** The data **
+ + + +
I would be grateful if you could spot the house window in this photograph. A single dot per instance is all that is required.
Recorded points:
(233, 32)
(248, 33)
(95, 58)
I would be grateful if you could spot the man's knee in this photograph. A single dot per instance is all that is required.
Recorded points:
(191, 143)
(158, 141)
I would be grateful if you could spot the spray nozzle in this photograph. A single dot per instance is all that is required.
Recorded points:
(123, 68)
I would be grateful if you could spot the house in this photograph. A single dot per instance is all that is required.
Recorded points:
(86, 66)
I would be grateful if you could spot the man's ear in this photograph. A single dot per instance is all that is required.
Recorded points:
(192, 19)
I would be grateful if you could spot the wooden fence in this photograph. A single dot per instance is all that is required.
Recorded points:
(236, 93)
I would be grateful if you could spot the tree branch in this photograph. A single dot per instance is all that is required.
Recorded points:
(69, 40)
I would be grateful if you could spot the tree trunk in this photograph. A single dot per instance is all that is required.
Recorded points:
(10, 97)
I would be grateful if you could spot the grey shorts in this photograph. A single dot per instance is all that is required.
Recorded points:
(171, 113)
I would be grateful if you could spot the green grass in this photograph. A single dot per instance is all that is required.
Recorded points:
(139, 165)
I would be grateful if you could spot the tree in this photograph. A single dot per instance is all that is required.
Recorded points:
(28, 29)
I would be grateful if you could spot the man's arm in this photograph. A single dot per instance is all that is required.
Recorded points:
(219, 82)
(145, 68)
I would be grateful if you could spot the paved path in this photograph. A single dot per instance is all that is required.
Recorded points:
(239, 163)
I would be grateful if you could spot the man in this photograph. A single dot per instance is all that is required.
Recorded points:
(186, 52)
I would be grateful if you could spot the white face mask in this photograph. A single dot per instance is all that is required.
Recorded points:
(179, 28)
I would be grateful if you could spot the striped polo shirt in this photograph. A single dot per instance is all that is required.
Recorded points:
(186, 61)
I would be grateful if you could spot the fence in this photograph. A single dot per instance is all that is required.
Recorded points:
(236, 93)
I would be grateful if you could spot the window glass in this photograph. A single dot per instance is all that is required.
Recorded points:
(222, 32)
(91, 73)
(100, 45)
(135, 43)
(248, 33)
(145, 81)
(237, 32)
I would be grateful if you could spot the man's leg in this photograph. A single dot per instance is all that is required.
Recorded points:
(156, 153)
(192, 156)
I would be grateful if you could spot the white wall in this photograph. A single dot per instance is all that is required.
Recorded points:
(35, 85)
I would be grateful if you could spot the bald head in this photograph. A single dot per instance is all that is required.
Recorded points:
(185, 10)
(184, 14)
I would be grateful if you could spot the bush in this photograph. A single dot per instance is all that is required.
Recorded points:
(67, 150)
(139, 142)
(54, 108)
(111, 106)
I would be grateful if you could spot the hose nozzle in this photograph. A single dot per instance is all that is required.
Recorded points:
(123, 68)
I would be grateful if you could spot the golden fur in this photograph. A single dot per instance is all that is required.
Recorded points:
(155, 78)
+ + + +
** Your goal **
If a line of the data contains the string "fence", count it; then give the total alone.

** Response to this task **
2